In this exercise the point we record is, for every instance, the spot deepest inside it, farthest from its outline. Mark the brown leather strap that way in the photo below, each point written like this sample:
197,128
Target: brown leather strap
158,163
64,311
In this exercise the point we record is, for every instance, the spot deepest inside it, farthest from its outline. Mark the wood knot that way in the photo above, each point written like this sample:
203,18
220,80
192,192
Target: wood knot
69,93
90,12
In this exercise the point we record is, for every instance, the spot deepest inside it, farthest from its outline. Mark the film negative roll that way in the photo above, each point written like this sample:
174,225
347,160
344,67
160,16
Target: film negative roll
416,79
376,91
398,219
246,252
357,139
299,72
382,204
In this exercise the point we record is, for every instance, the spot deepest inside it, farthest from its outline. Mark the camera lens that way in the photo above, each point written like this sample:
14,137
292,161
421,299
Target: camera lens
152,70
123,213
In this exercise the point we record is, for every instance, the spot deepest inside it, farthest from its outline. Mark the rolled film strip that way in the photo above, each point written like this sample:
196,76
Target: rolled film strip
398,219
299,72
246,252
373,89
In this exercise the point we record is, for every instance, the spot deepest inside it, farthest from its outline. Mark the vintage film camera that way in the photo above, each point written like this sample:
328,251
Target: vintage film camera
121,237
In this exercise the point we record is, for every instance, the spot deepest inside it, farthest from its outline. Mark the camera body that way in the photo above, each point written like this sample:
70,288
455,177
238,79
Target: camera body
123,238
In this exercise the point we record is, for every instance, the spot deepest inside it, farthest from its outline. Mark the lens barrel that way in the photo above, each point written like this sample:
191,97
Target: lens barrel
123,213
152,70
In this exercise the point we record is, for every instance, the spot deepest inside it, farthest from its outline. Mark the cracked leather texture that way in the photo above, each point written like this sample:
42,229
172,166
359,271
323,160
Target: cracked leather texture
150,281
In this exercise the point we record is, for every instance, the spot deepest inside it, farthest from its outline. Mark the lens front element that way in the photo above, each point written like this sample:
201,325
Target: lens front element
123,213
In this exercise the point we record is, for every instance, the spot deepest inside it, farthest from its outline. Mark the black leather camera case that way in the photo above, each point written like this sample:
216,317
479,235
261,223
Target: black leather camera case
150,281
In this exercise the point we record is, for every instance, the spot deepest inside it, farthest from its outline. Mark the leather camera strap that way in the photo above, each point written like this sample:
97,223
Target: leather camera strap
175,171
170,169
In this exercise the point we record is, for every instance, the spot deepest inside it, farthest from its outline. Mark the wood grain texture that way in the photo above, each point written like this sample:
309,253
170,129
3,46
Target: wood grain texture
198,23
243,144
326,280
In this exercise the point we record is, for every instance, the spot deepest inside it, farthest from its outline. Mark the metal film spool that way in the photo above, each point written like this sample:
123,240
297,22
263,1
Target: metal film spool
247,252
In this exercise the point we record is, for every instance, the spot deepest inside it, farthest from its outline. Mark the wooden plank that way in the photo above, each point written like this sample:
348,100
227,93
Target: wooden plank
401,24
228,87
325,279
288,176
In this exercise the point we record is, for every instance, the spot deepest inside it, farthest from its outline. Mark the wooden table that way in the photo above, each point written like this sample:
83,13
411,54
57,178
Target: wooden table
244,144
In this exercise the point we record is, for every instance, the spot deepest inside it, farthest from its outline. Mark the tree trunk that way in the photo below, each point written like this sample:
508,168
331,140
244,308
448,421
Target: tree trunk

> _Exercise goal_: Each entry above is to be transcribed without alteration.

> _Final answer_:
In this exercise the point we record is, for every instance, the spot deepest inside it, farthest from its outline. Mark the brown leather strap that way in the photo below, each point written like this sample:
197,128
Target: brown leather strap
158,163
64,311
In this exercise the point we record is, for every instance, the spot deepest inside it, farthest from its outline. Mark the wood knot that way in the photo above, each point written like this sample:
203,18
220,80
192,192
Target: wood knot
69,93
90,12
In this exercise the point we record is, for every instance, the spot deepest inside it, farthest from its outline. Mark the film negative roll that way in the photo above, each point written like this sample:
174,225
347,160
344,67
160,16
Target: film negative roll
416,79
376,91
398,219
246,252
357,139
299,72
382,204
In this exercise the point we record is, for every instance, the spot deepest inside it, farthest from its outline. Mark the camera lens that way in the photo above, each point written like this sample:
14,137
292,161
421,299
Target: camera lens
152,70
123,213
In this exercise the point we record is, for every instance, the spot deepest inside it, farthest from its outline. Mark the rolled film strip that way in the photo above, each point written like this sample:
196,76
Target: rolled film strip
398,219
299,72
246,252
373,89
In this exercise the point we record is, for every instance, the spot deepest inside it, farthest from its outline. Mark the vintage film camera that way in the photo above, each point written like this sample:
328,251
Target: vintage film camera
121,237
In this exercise the point we record is, for every instance, the spot deepest inside it, farthest from its outline. Mark the camera body that way in the photo above, each point written like this sample:
70,288
455,177
238,79
Target: camera body
123,238
In this exercise the point we record is, for every instance, the spot deepest inside it, farthest from its outline. Mark the lens barrel that way in the photo above, each point written like this sample:
191,97
Target: lens barrel
123,213
152,70
In this exercise the point we record is, for every instance, the spot deepest inside it, farthest from its outline. Mark the cracked leather texture that way in the photo above, each point written like this sample:
42,229
172,166
359,271
323,160
Target: cracked leather texture
150,281
In this exercise the point we record is, for every instance, the spot deepest inside it, farthest from its outline. Mark the lens front element that way in the photo above, each point written like this sample:
201,325
Target: lens front element
123,213
In this exercise the point we record is, for every instance, the spot deepest inside it, farthest from its outline. Mark the black leather camera case that way in the photo above, each point written like this sample:
216,317
479,235
261,223
Target: black leather camera case
150,281
In this exercise the point we record is, for every instance, the spot deepest inside it, farthest from its outline. Mark the leather camera strap that way in the photo above, each point written like this sample:
97,223
Target: leather camera strap
175,171
170,169
In this exercise the point we record is, for every instance, the spot deepest inside it, farthest from its outline. Mark the wood grain texture that way in the photo above, each point written like this sample:
309,253
170,129
3,46
Target: wood grain texture
198,23
243,144
326,280
In this exercise the point we record is, for every instance, the spot deepest inside it, farthest from its outline. Mark the metal film spool that way in the photo above, each point written like this sample:
123,240
297,22
263,1
Target: metal film spool
247,252
In this exercise the point we record is, for every instance, the spot deepest inside it, farthest from its outline. Mark the wooden plank that way in the photo above, each point written like this sample:
348,100
227,93
Target: wooden plank
401,24
228,87
325,279
288,176
In this exercise the point we record is, for every instance, the spot deepest inside it, farthest from its outline. Mark the wooden table that way in the photo above, each point written like this sample:
83,13
411,54
57,178
Target: wooden table
244,144
In this exercise the point we record is, for every instance, the spot deepest inside it, farthest from its outline. Mark the tree trunk that way in the photo below, each point written like this sample:
508,168
331,140
244,308
448,421
Target: tree trunk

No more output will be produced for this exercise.